**EXTRACT:**
::::::::

I am trying to use a query to return the count from rows such that the date of the rows matches the maximum date for that column in the table.

Oracle SQL: version 11.2:

The following syntax would seem to be correct (to me), and it compiles and runs. However, instead of returning JUST the count for the maximum, it returns several counts more or less like the "HAIVNG" clause wasn't there.

Select ourDate, Count(1) as OUR_COUNT
from schema1.table1
group by ourDate
 HAVING ourDate = max(ourDate) ; 

How can this be fixed, please?

CodePudding user response:

You can use:

SELECT MAX(ourDate) AS ourDate,
       COUNT(*) KEEP (DENSE_RANK LAST ORDER BY ourDate) AS ourCount
FROM   schema1.table1

or:

SELECT ourDate,
       COUNT(*) AS our_count
FROM   (
  SELECT ourDate,
         RANK() OVER (ORDER BY ourDate DESC) AS rnk
  FROM   schema1.table1
)

::::::::

**DATA ROWS:**
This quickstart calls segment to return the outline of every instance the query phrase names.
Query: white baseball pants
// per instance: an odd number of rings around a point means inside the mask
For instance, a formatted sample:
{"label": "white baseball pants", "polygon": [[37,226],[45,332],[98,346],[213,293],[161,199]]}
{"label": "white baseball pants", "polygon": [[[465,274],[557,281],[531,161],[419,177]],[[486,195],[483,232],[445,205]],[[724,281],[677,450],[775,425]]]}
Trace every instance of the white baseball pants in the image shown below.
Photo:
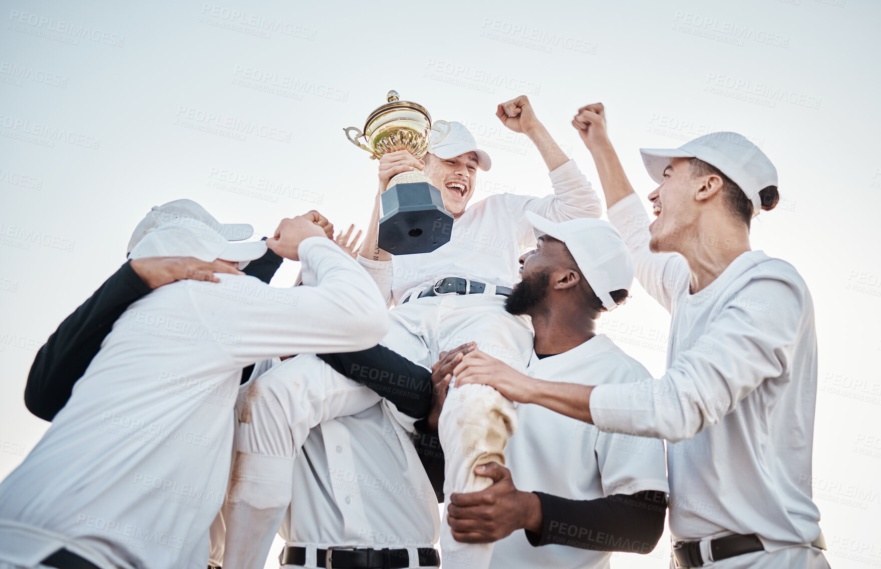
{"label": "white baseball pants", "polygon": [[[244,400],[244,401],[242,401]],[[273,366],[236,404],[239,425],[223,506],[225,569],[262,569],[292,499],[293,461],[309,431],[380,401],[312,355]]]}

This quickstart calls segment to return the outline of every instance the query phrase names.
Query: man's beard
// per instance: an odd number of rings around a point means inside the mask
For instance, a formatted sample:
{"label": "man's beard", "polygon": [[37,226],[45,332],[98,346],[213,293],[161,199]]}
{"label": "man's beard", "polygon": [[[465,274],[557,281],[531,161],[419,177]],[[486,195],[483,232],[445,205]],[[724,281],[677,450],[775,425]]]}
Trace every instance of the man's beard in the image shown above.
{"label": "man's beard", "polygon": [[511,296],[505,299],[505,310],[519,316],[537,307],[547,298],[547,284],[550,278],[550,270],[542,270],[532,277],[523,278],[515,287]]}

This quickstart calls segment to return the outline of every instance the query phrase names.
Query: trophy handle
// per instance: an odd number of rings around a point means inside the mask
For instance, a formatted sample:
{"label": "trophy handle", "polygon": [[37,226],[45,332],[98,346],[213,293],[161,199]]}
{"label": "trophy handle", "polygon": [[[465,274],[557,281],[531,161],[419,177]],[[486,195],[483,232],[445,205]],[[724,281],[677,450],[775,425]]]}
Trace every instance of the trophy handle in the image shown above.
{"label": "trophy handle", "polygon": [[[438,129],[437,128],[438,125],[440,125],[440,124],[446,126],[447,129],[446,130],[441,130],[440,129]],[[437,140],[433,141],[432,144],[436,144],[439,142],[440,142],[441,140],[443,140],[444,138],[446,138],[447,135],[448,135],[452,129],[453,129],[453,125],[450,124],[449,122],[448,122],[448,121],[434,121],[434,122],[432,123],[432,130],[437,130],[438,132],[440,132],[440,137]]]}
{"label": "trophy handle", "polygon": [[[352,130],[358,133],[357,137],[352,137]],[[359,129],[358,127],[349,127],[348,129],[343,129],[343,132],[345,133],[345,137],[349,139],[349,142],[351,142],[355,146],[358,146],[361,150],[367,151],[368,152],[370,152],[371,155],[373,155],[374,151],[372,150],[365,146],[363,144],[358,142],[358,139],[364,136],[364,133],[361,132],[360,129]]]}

::::::::

**TO BE DONE:**
**A)** Reproduce word for word the passage of the Oracle SQL thread above, starting with "The following syntax" and going on through "be fixed, please?".
**B)** Answer these questions about the Oracle SQL thread above:
(i) Which Oracle SQL version is given?
(ii) Which table does the original query select from?
(iii) What alias is given to the RANK() column in the second suggested query?

**SOLUTIONS TO THE EXERCISE:**
**A)**
The following syntax would seem to be correct (to me), and it compiles and runs. However, instead of returning JUST the count for the maximum, it returns several counts more or less like the "HAIVNG" clause wasn't there.

Select ourDate, Count(1) as OUR_COUNT
from schema1.table1
group by ourDate
 HAVING ourDate = max(ourDate) ; 

How can this be fixed, please?

**B)**
(i) Version 11.2.
(ii) schema1.table1.
(iii) rnk.